- Task instructions
Print, exactly as they stand, the lines below from the one that has "Query: puppy's chest" to the one that has "Query: puppy's hind leg", inclusive, leaving out the pictures.

Stored data entries
::::
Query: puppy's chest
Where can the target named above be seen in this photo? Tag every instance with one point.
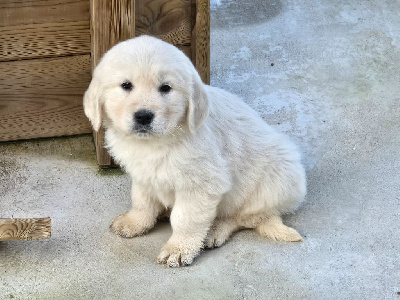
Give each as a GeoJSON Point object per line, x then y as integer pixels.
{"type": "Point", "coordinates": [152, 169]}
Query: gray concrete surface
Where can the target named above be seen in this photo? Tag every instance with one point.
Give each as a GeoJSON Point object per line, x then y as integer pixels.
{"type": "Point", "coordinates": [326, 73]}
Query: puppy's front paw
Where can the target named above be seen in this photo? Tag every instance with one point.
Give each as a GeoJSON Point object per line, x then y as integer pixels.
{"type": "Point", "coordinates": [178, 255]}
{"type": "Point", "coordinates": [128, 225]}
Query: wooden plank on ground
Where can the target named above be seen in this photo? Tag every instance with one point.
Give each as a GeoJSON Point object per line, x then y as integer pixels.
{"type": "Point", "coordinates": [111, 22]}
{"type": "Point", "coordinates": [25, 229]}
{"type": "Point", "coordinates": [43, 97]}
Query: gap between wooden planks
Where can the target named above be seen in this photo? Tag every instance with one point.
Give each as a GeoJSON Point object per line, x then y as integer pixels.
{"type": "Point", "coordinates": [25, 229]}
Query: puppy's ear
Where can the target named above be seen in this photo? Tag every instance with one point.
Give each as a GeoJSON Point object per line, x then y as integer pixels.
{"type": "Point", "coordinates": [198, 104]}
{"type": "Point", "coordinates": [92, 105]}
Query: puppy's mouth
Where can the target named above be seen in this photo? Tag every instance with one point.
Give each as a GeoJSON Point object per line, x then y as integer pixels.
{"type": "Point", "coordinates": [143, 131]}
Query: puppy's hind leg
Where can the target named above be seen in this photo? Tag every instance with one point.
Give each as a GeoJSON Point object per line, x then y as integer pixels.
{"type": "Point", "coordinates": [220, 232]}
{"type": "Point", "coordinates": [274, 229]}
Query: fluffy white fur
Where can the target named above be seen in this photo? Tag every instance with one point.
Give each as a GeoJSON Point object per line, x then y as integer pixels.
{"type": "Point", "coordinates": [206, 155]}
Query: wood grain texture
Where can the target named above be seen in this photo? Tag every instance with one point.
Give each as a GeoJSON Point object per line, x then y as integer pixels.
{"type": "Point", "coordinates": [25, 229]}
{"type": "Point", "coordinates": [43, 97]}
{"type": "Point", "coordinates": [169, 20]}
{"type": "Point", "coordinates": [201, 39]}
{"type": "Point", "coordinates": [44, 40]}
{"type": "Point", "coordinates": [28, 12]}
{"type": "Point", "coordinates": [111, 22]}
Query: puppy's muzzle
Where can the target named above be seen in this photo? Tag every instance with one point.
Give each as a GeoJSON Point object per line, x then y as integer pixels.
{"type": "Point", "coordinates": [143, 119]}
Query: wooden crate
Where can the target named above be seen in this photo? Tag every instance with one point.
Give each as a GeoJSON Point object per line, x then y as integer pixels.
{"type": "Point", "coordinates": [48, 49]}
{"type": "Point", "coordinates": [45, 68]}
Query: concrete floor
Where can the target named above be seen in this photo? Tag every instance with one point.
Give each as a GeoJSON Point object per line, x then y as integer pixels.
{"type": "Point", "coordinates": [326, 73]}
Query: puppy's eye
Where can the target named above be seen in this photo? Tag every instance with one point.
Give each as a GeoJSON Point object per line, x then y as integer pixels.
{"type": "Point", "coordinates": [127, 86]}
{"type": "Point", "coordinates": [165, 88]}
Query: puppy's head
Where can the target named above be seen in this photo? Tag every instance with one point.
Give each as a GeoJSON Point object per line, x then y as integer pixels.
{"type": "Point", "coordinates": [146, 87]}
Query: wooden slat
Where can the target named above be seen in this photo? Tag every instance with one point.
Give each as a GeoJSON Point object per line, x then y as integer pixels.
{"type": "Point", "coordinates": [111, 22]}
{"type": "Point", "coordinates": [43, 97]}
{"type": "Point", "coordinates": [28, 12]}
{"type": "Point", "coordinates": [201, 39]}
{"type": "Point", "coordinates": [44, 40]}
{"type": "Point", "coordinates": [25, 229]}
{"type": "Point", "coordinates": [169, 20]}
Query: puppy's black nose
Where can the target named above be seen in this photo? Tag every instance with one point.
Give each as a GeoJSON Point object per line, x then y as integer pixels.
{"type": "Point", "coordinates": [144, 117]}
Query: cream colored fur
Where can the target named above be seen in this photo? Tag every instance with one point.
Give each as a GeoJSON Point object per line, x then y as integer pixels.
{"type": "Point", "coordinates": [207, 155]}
::::
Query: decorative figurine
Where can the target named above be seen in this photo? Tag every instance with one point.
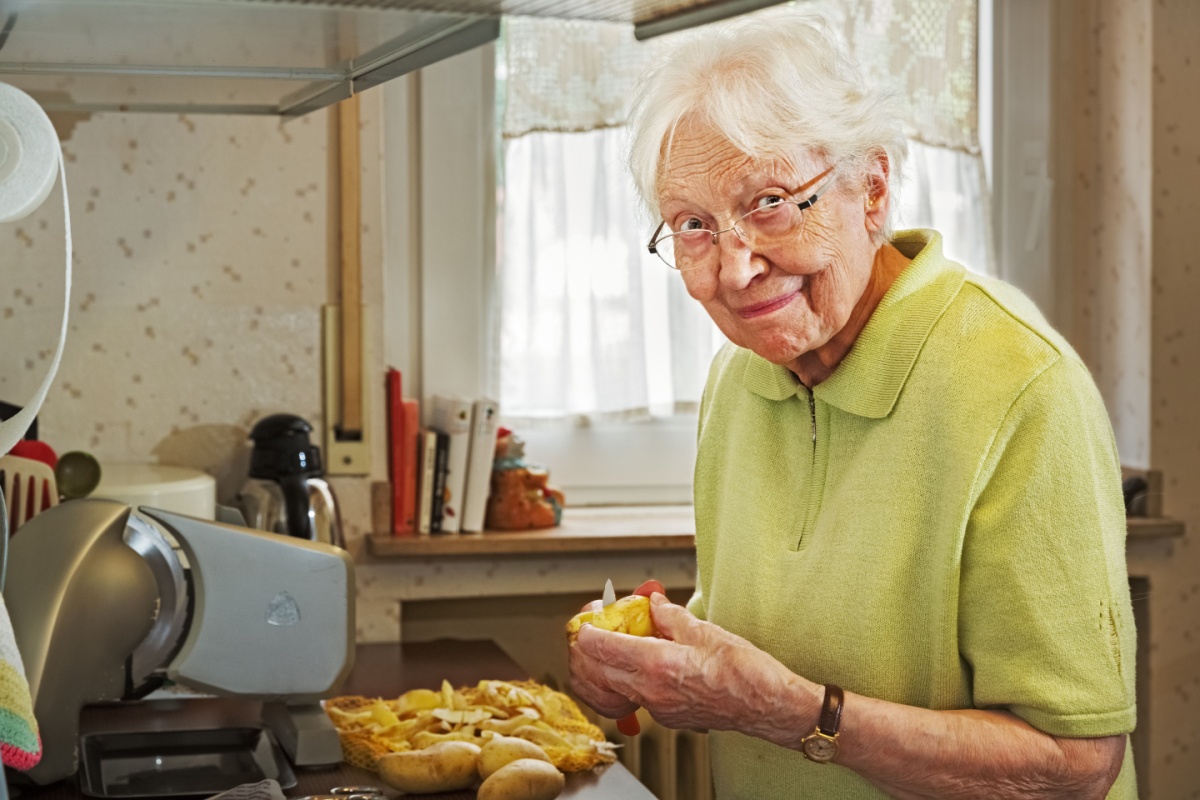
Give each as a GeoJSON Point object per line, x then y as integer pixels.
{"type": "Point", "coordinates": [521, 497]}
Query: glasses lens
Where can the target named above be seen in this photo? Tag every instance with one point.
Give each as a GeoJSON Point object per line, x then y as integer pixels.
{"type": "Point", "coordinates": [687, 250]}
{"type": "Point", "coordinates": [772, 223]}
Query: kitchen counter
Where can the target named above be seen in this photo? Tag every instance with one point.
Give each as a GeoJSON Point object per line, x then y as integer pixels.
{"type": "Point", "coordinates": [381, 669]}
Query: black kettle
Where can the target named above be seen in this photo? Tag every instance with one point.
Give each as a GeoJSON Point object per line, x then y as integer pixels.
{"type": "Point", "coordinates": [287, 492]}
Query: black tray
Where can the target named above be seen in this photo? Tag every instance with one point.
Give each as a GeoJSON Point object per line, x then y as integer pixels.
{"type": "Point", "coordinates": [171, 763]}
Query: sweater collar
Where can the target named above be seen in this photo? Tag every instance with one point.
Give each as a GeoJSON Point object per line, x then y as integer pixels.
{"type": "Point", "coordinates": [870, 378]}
::::
- Result of this exercise
Query: puppy's chest
Where can the target named above be seen in this photo? Tag every instance with one point.
Give each as a GeoJSON Point object per line, x then y as integer pixels.
{"type": "Point", "coordinates": [152, 169]}
Query: gray concrete surface
Where can the target named above be seen in this photo? Tag every instance with one point.
Give each as a GeoJSON Point object per line, x then y as integer pixels.
{"type": "Point", "coordinates": [326, 73]}
Query: puppy's front paw
Where can the target named above be seen in this photo? Tag every instance with one point.
Give each as a GeoJSON Point object per line, x then y as integer pixels.
{"type": "Point", "coordinates": [178, 255]}
{"type": "Point", "coordinates": [128, 225]}
Query: wooden plank on ground
Where can the target named above be seen in this photo? Tag every instance with one point.
Give each as a GeoJSON Point object per line, x then y as integer pixels.
{"type": "Point", "coordinates": [111, 22]}
{"type": "Point", "coordinates": [25, 229]}
{"type": "Point", "coordinates": [43, 97]}
Query: gap between wooden planks
Where can the target named above be seen in this photo? Tag every instance with one point.
Give each as a GeoJSON Point object per line, x then y as integer pixels.
{"type": "Point", "coordinates": [25, 229]}
Query: puppy's ear
Where can the target named above be seen in this photo? Tag every instance with one point.
Give each as a GeoJSON Point object per line, x then y as integer pixels.
{"type": "Point", "coordinates": [198, 104]}
{"type": "Point", "coordinates": [92, 105]}
Query: puppy's mouth
Where can the target named above be seen in this photo? Tag every instance with one point.
Give each as a GeoJSON Point object per line, x then y as integer pixels.
{"type": "Point", "coordinates": [143, 131]}
Query: puppy's hind leg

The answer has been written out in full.